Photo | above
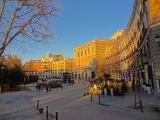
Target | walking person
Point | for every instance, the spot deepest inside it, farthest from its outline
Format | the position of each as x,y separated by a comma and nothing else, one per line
39,87
61,85
47,87
133,85
137,85
127,86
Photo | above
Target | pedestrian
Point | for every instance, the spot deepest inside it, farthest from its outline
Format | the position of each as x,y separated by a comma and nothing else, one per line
61,85
127,86
137,85
47,87
133,85
39,87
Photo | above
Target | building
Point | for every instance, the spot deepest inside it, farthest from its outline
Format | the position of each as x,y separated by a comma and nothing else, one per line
135,55
49,66
89,59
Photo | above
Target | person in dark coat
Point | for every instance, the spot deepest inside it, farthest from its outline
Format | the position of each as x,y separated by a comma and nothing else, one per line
47,87
39,87
133,85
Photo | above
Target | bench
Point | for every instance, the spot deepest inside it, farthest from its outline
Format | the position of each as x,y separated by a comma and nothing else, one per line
156,106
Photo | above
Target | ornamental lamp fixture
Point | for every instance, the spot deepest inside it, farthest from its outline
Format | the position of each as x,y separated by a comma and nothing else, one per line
157,38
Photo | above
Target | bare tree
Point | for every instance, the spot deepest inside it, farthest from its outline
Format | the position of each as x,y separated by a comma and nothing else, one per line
13,61
26,22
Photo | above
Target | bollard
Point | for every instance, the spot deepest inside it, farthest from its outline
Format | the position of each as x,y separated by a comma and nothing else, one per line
37,104
47,113
56,115
91,96
141,105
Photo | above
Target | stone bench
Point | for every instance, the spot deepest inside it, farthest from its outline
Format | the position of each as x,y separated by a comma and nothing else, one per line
156,106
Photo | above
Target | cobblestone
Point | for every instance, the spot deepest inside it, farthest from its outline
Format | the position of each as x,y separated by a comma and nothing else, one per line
72,105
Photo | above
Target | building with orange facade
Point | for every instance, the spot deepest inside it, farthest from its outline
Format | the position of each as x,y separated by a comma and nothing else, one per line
135,55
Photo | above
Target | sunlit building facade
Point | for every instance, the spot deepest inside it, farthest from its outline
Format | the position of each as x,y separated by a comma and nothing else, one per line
89,59
135,55
49,66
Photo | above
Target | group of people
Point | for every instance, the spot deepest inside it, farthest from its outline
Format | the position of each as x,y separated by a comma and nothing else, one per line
135,84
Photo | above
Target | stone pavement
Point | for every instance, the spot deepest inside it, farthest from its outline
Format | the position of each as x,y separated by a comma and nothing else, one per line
72,105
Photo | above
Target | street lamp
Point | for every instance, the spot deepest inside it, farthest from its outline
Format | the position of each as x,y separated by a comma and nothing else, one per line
1,78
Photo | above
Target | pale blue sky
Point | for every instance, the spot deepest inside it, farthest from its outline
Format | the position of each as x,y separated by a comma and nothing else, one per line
82,21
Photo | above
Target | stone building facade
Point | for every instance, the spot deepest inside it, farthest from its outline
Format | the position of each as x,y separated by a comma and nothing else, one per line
135,55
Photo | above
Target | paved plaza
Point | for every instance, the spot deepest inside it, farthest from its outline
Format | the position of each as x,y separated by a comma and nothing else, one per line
71,104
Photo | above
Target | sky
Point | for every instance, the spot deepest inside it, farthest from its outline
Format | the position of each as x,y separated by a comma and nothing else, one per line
82,21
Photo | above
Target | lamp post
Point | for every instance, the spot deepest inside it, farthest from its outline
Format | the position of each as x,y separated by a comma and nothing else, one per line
157,37
1,78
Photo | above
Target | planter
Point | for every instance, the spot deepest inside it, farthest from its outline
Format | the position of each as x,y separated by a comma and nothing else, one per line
105,91
112,91
148,90
144,87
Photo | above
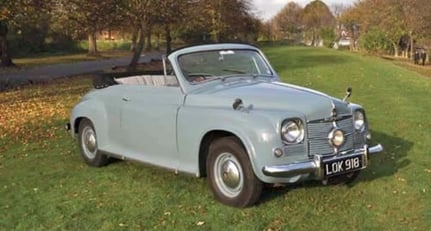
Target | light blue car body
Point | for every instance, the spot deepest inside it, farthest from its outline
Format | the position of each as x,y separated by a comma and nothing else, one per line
171,126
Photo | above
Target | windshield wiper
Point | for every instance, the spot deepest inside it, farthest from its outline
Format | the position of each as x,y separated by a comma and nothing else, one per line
235,71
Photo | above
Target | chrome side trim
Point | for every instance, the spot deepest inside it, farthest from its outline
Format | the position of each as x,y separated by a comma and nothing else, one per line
375,149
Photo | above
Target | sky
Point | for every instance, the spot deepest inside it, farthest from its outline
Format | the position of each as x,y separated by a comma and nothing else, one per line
266,9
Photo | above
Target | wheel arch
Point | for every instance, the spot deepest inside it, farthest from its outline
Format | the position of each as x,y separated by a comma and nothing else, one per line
205,143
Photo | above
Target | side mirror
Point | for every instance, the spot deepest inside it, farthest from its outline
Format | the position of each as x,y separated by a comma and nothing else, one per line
348,94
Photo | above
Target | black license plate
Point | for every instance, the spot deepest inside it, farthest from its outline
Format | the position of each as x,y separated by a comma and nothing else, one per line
343,165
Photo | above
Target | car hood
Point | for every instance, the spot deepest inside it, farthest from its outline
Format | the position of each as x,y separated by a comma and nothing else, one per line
270,96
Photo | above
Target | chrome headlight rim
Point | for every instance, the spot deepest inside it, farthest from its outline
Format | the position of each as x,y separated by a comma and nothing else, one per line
359,121
292,131
337,137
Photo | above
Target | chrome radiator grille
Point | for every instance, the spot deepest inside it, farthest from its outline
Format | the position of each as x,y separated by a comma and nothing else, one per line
318,132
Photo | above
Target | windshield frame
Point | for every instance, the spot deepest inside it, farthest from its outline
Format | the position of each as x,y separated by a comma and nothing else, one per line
188,87
210,65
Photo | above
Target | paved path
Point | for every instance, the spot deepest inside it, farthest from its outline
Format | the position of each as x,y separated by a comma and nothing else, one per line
14,78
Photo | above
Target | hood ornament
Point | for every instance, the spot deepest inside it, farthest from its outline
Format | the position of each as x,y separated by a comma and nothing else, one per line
239,106
348,94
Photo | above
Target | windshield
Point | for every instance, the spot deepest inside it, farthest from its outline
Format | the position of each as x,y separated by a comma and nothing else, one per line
220,64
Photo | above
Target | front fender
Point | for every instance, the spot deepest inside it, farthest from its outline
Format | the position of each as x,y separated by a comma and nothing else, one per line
258,130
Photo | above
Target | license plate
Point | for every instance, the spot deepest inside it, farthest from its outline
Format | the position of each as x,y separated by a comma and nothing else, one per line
343,165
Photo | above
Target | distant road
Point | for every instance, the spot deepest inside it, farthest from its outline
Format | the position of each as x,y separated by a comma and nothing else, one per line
16,77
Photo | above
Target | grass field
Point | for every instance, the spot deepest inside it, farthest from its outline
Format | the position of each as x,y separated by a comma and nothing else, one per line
44,185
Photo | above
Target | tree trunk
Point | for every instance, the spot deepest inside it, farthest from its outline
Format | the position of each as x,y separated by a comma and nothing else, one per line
6,60
148,45
411,43
92,44
168,38
138,50
395,46
135,34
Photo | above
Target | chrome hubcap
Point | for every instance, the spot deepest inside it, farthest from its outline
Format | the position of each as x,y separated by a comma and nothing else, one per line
228,174
89,142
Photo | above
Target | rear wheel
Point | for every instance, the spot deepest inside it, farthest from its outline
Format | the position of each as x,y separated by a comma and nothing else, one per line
88,145
230,174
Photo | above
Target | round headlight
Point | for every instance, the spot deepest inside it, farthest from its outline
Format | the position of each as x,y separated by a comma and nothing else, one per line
292,131
336,137
359,120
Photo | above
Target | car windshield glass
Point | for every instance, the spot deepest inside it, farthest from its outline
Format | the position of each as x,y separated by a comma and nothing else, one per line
204,66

## Exercise details:
Transcribe every line in the entries above, taking out only the images.

## Response to the task:
Photo | above
Target | walking person
Point | for every instance, the spot deepest inside it, farthest from its outline
Format | the position of each as x,y separated by a comma and nothing else, one per line
39,87
61,85
47,87
133,85
137,85
127,86
Photo | above
Target | pedestrian
Point | for every instance, the spot deepest inside it, farthest from its outline
Format | the position of each as x,y separated by a comma and nothing else, one per line
61,85
127,86
137,85
47,87
133,85
39,87
Photo | above
Target | building
Point | for every instance, the spot deepest inside it, farthest from its outline
Format | the position of each as x,y separated by a comma and nothing else, one per line
135,55
49,66
89,59
Photo | above
Target | person in dark coat
Point | for every instance, the spot deepest inside it, farthest from its outline
Format | the position of each as x,y separated by a comma and nothing else, one per line
47,87
39,87
133,85
Photo | above
Target | bench
Point | for every instance, the spot deepest inside it, farthest from its outline
Format | the position of each as x,y separated by a comma and nothing else, one per line
156,106
Photo | above
Target | ornamental lamp fixture
Point | for every instance, the spot deepest inside it, farthest from its outline
Format | the position of each as x,y separated by a comma and nothing else, one per line
157,38
Photo | above
Target | bare tree
Point | for every instance, the spot deepest inside it, farthest from its outline
Format | the position of each as x,y separated by a comma and nothing else, one per line
13,61
26,22
Photo | above
Target | bollard
Point | for every instance, the spot deepest inside it, farthest from its outline
Format | the position of each as x,y separated by a comma and nothing else, one per line
37,104
47,113
56,115
91,96
141,105
Photo | above
Target | stone bench
Point | for every instance, the spot deepest inside it, farthest from its outline
Format | the position of each as x,y separated by a comma and nothing else, one per line
156,106
Photo | above
Target | cobblestone
Point | for every instance, the spot deepest inside it, farthest from its outline
Format | the position of each as x,y separated by a comma and nothing else, one per line
72,105
Photo | above
Target | building with orange facade
Point | for every instance, the spot deepest inside it, farthest from its outline
Format | the position of each as x,y separated by a comma and nothing else, one per line
135,55
Photo | above
Target | sunlit building facade
Point | for every instance, the spot deepest inside it, farthest from its outline
Format | the position of each as x,y separated by a comma and nothing else, one per line
89,59
135,55
49,66
Photo | above
Target | group of people
Point | for every instance, the spot deepest inside it, farthest from its outline
Format | the position of each as x,y separated by a comma and nothing else, one per line
135,84
Photo | above
Target | stone pavement
Point | for every instance, the spot deepest inside it, farthest from its outline
Format | the position of each as x,y separated by a comma and nothing else, one per line
72,105
Photo | above
Target | street lamp
Point | for every instance, the spot deepest inside it, farthest from its outline
Format | the position of each as x,y separated by a comma and nothing else, one per line
1,78
Photo | above
Target | pale blue sky
Point | for every instance, the spot deepest inside it, farthest from its outline
Format | the position of each as x,y separated by a comma and nothing else, one per line
82,21
Photo | above
Target | stone building facade
Point | for every instance, the spot deepest inside it, farthest from its outline
Format | the position of each as x,y separated by a comma and nothing else, one per line
135,55
Photo | above
Target | paved plaza
Point | for every instance, the spot deepest inside it, farthest from its outline
Format | the position of each as x,y separated by a comma and nothing else, one per line
71,104
Photo | above
Target | sky
Point | for every instance, the spot deepest inside it, farthest from its outline
Format | the position of each as x,y separated by a comma and nothing else, one per line
82,21
Photo | above
Target | lamp post
Point | for every instance, the spot deepest inside it, farthest from its outline
Format | the position of each as x,y separated by a comma and nothing else, one per line
157,37
1,78
Photo | above
Target | planter
Point | for every instance, the spot deepest inside it, farthest from its outline
Format | the position of each as x,y separated by a comma and nothing else, one per line
105,91
112,91
148,90
144,87
Photo | above
Target | light blue car body
Point | for every instance, the spot deepest inside it, farthest from its outline
Format | the position of each as x,y separated by a comma and nothing else, one per line
171,126
Photo | above
Target | windshield wiper
Point | for every instance, the spot deepest inside it, farthest from its outline
Format | the position of each as x,y separated by a comma and nothing else, one per line
235,71
Photo | above
Target | chrome side trim
Point | for every instance, the spot deepest inside it, farthest from its outline
Format | the position of each as x,y separated by a comma and nothing else, one per line
375,149
Photo | above
Target | sky
Point | for every instance, the spot deepest inside it, farthest from its outline
Format | the position of each as x,y separated by a comma and nothing else, one per line
266,9
Photo | above
Target | wheel arch
Point | for every instance, the spot deepest inside it, farthest from its outline
Format | the position of each as x,y separated by a comma and nothing else, one per line
205,143
Photo | above
Target | side mirror
Point | for every instance, the spot deepest inside it, farthest from its outline
Format | the position of each as x,y separated by a comma and nothing else, one per line
348,94
Photo | above
Target | black license plate
Point | for every instance, the spot deepest inside it, farthest from its outline
Format | the position of each as x,y separated by a comma and nothing else, one per line
343,165
Photo | above
Target | car hood
Point | for every instance, the spot deepest inside it, farthest from its outline
Format | the position of each as x,y separated by a comma and nothing else, one per line
270,96
Photo | above
Target | chrome headlight rim
Point | for every instance, the spot deepest inside it, farthest from its outline
Format | the position of each as x,y separated by a comma and nothing else, one per line
359,121
292,131
337,137
Photo | above
Target | chrome radiator grille
Point | for every instance, the spot deepest inside it, farthest from its outline
Format | the position of each as x,y separated by a comma and nothing else, one per line
318,132
Photo | above
Target | windshield frame
Point | for every instance, the spot deepest inside it, farthest from its outline
Format | the position of each as x,y separated by a comma and nothing else, one per line
188,87
210,65
Photo | above
Target | paved path
Point | for every instance, the spot deepest inside it, farthest from its outline
Format | the position of each as x,y separated by a comma and nothing else, one per line
14,78
Photo | above
Target | hood ornament
Point | for every instance, the spot deepest inside it, farthest from its outline
Format | the position of each as x,y separated by a comma and nothing else, one per line
239,106
348,94
Photo | above
Target | windshield
Point | for every instance, the spot deepest inside it, farthest from its outline
Format | the position of each as x,y separated by a comma and nothing else, one per line
220,64
Photo | above
Target | front fender
Point | for every instance, the spot deepest inside it, farthest from its outline
Format | the position of each as x,y separated by a comma and nothing else, one per line
258,130
Photo | above
Target | license plate
Point | for every instance, the spot deepest inside it, farthest from its outline
Format | the position of each as x,y separated by a comma and nothing else, one per line
343,165
Photo | above
Target | distant road
Point | for every instance, the spot deepest inside it, farthest from its outline
Format | the position of each as x,y separated by a comma and nothing else, one per line
16,77
Photo | above
Target | grass field
Point | for every instance, the spot deepest inside it, farthest from its outline
Format | the position of each as x,y separated by a comma and nothing else, one per line
44,185
Photo | above
Target | tree trunk
Point | for every instance, the spot deepest inside it, farthest from its outline
Format | the position of each as x,y separated by a comma and nothing else, one per line
6,60
148,45
411,43
92,44
168,38
138,50
395,46
135,34
Photo | above
Target | chrome hubcap
Point | for every instance, the spot deepest inside it, farthest from its outline
Format | the position of each as x,y separated by a comma and nothing else, one per line
228,174
89,142
Photo | above
Target | rear wheel
Point | for every instance, the spot deepest inside it, farthest from its outline
Format | the position of each as x,y separated by a comma and nothing else, one per line
88,145
230,174
Photo | above
Target | round headlight
Point | for every instance, the spot deepest inside it, farthest from its outline
Format | the position of each as x,y separated by a comma and nothing else, one per line
292,131
336,137
359,120
Photo | above
Target | car windshield glass
Point | for every instance, the spot deepest inside it, farthest from its outline
Format | the position of each as x,y separated by a comma and nothing else, one per line
204,66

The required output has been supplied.